Work to complete:
**a)** Repeat the Seeing in the Dark passage word for word, from "Each evening, I’d" to "guide my way.".
**b)** Write the next part of the Seeing in the Dark passage, picking up right after its final sentence.

Provided passage:
↓

Seeing In the Dark
I just returned from hosting my first ever Women’s Nature Retreat in the gorgeous mountains of Colorado.
While this was the first time I facilitated a retreat, I’d never even been on an organized women’s retreat before. The closest I ever came was in early 2008 when I went to Mexico to clear my head and connect to ME during a time of tumult in my marriage.
While I was there, I stayed in a remote hut, wrote every day, meditated, did yoga, and spent lots of time with Mother Nature.
I learned to “see in the dark” during that time.
Each evening, I’d walk a long path from my hut to a gathering place where visitors would enjoy the daily meals. The walk was in an unfamiliar forest on unfamiliar terrain in the dark. I used a flashlight to guide my way.
One evening, I noticed my heart pounding as I walked on the uphill path. It was as if I was afraid of the dark, moving as quickly as I could to get to the dining space. I heard a strong inner voice say to me, “Stop! Turn off your flashlight and be with the darkness.”

↑

(Saved data entries)
↓

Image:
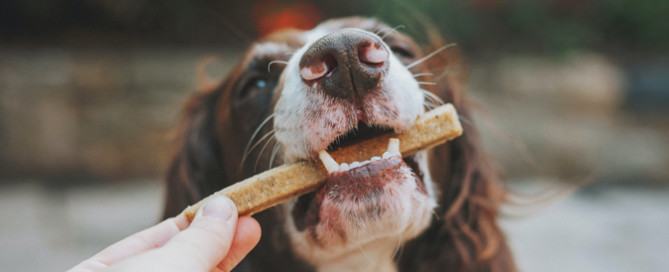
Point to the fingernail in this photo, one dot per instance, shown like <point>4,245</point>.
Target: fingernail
<point>219,207</point>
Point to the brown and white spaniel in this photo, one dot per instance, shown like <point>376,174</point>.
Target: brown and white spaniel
<point>296,93</point>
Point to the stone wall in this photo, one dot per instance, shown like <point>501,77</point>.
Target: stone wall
<point>67,114</point>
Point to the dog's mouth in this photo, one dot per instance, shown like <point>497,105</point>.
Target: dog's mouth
<point>358,183</point>
<point>360,133</point>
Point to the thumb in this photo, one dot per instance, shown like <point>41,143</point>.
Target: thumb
<point>207,240</point>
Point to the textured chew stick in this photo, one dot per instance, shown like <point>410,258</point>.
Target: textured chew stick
<point>281,183</point>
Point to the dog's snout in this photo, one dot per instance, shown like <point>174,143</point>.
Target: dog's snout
<point>345,63</point>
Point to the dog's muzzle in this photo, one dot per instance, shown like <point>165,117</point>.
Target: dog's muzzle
<point>345,64</point>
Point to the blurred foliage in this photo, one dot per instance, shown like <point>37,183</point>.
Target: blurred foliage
<point>545,26</point>
<point>548,26</point>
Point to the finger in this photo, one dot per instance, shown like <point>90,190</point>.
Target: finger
<point>142,241</point>
<point>246,238</point>
<point>207,240</point>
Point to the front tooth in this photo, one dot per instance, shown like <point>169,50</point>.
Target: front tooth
<point>330,164</point>
<point>394,146</point>
<point>386,155</point>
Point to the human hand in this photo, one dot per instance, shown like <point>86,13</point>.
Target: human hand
<point>216,240</point>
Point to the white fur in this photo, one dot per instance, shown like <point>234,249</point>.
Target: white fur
<point>306,121</point>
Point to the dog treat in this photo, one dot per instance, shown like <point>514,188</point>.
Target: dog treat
<point>282,183</point>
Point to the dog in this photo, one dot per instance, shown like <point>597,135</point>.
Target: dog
<point>296,93</point>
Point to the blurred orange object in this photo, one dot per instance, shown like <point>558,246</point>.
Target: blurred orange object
<point>272,15</point>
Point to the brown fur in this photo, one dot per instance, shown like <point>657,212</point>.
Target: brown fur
<point>464,235</point>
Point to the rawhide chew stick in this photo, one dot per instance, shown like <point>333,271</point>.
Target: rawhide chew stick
<point>279,184</point>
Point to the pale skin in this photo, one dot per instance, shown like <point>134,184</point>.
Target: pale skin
<point>216,240</point>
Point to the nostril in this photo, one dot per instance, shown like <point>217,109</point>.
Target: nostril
<point>372,53</point>
<point>318,69</point>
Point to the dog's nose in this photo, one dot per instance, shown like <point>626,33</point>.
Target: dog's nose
<point>345,63</point>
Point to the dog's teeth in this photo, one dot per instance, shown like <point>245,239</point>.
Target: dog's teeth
<point>330,164</point>
<point>393,146</point>
<point>386,155</point>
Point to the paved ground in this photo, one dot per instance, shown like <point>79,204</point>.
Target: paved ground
<point>601,229</point>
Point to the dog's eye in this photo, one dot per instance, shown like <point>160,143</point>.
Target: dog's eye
<point>402,52</point>
<point>253,86</point>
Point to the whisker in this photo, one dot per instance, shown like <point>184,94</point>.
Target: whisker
<point>275,150</point>
<point>423,74</point>
<point>433,97</point>
<point>434,53</point>
<point>269,65</point>
<point>429,105</point>
<point>255,167</point>
<point>255,133</point>
<point>464,119</point>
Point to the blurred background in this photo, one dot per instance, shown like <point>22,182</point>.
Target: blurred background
<point>566,91</point>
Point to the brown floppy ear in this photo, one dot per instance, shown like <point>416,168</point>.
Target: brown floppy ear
<point>196,170</point>
<point>464,235</point>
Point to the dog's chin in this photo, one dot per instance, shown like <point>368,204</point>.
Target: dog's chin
<point>384,200</point>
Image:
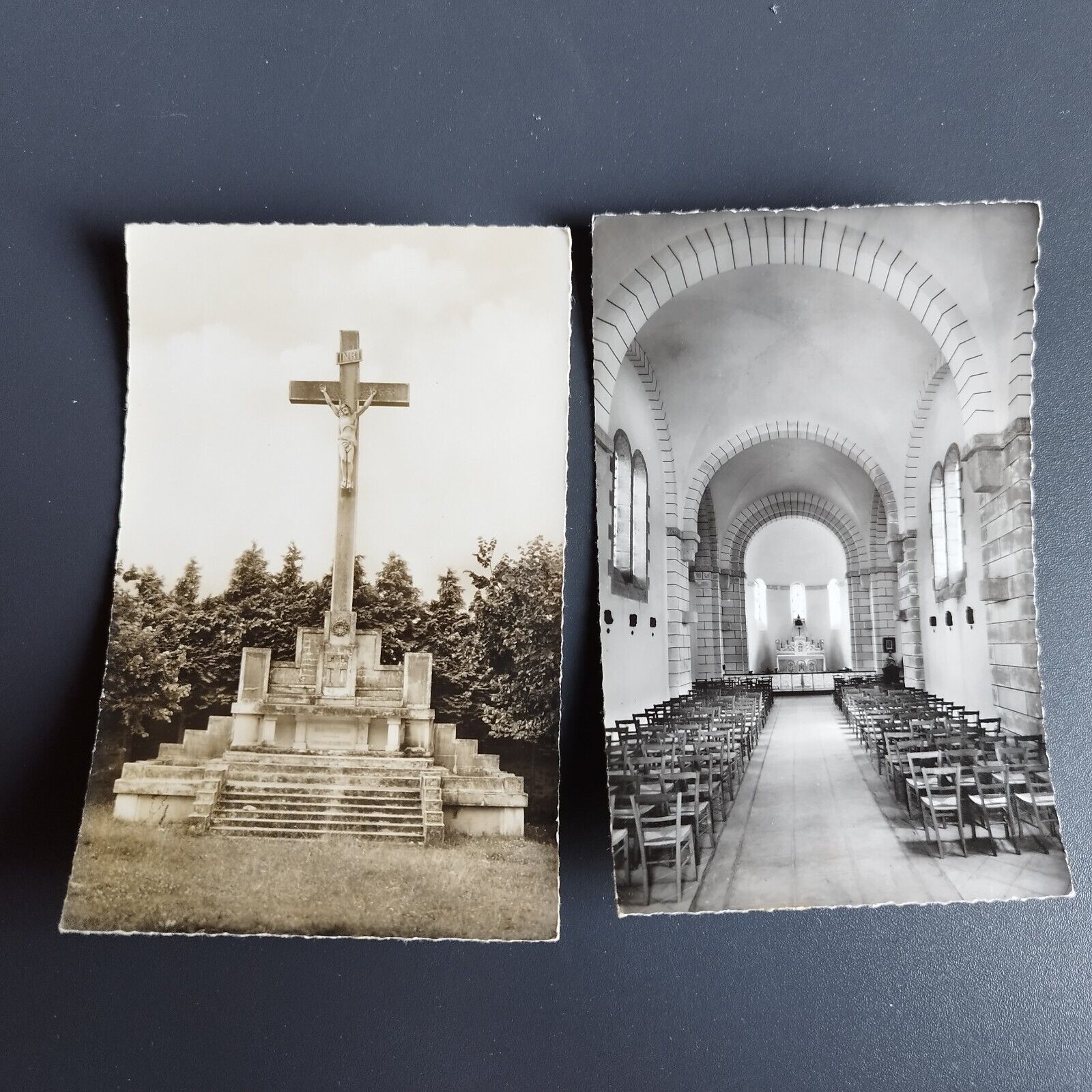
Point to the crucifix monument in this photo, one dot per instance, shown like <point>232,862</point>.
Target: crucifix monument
<point>353,399</point>
<point>334,723</point>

↑

Written responses:
**a)**
Each evening, I’d walk a long path from my hut to a gathering place where visitors would enjoy the daily meals. The walk was in an unfamiliar forest on unfamiliar terrain in the dark. I used a flashlight to guide my way.

**b)**
I paused, turned off the light, and allowed myself to be right there on the middle of the forest path, in the middle of the darkness.
Before long, my eyes adjusted. I immediately noticed so much around me.
With the previous artificial light, I could only see what was right in front of me. Everything on the periphery was completely dark. Yet without the artificial light, there was just enough moonlight and attunement within my own being for me to see the path clearly and continue moving forward.
After that evening, I never used the flashlight again, and learned to trust my own inner guidance system.
Watch a video of me sharing how I learned to see in the dark below.
A Source of Anxiety
Seeing in the dark goes beyond finding our way without a flashlight. There are so many ways in which we keep ourselves blinded to all that’s available to us while we’re busy focused on one thing, in one way.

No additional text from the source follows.